## TASK REQUIREMENTS
Substitute "open sky" for "blue sky" throughout the records below and reproduce them with nothing else changed. Leave the pictures out.

━━━━━ GIVEN ENTRIES ━━━━━

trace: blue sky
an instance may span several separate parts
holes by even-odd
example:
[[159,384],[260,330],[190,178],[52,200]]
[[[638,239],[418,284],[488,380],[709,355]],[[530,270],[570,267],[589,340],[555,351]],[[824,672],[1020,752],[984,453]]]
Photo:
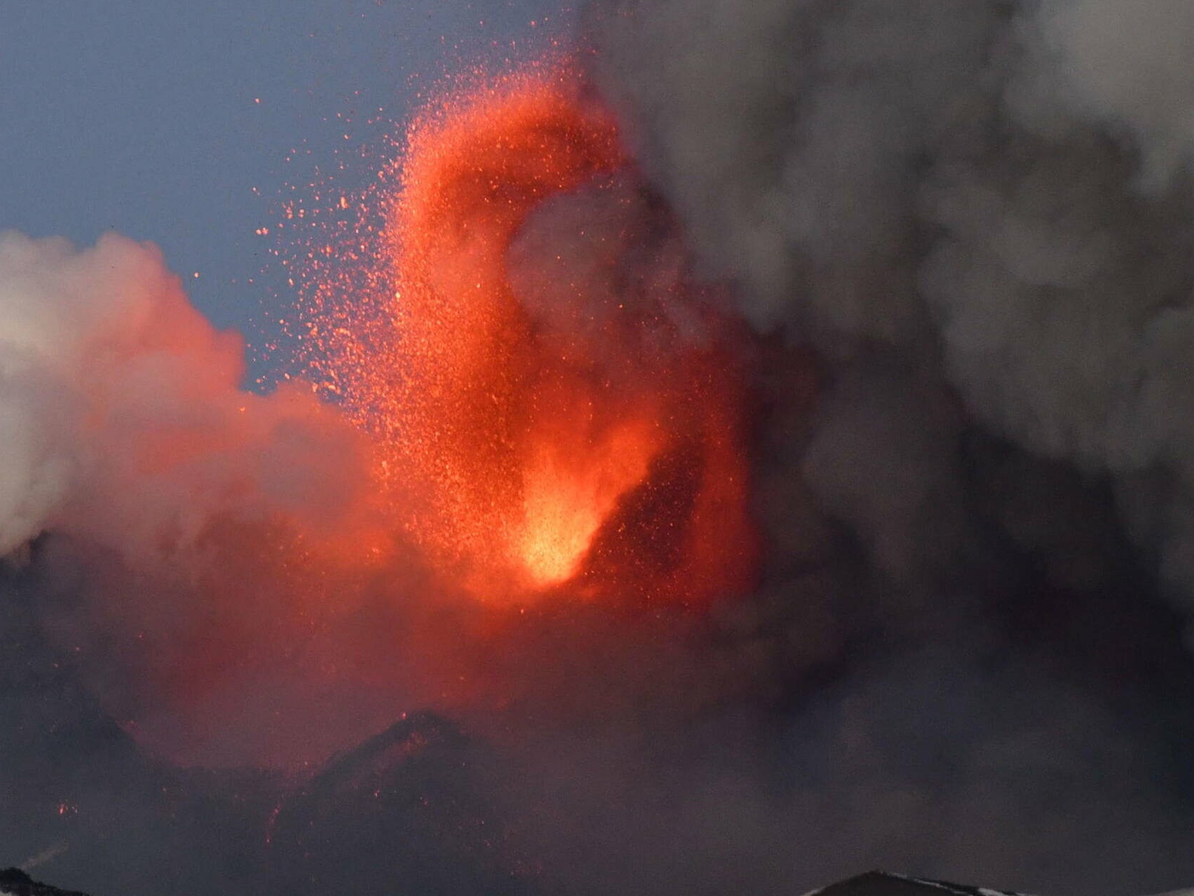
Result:
[[344,162],[341,184],[359,188],[375,167],[362,148],[400,128],[420,88],[574,19],[559,0],[5,7],[0,229],[152,240],[195,303],[251,342],[291,299],[269,252],[284,250],[275,225],[291,185]]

━━━━━

## WRITTEN ANSWER
trace: open sky
an instance may span several separate parts
holes by even-odd
example:
[[159,384],[260,330],[190,178],[52,200]]
[[[638,239],[418,284],[488,380],[709,355]],[[530,270],[570,267],[589,340],[555,351]],[[824,672],[1020,752],[984,453]]]
Photo:
Result:
[[344,162],[341,184],[359,188],[375,167],[362,148],[400,128],[420,88],[574,19],[559,0],[5,7],[0,229],[152,240],[195,303],[251,342],[291,299],[269,252],[284,250],[275,225],[291,185]]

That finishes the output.